[Obiettivo dichiarato] Ripeti tutte le righe seguenti senza cambiare nulla.

Dati di annotazione a punti:
===

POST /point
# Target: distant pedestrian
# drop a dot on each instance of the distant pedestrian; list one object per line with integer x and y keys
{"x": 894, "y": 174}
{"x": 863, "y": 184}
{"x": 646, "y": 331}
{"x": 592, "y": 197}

===

[Risposta al compito]
POST /point
# Target: distant pedestrian
# drop a dot on each instance of the distant pedestrian; list one object per line with integer x and y keys
{"x": 894, "y": 174}
{"x": 863, "y": 184}
{"x": 646, "y": 331}
{"x": 592, "y": 197}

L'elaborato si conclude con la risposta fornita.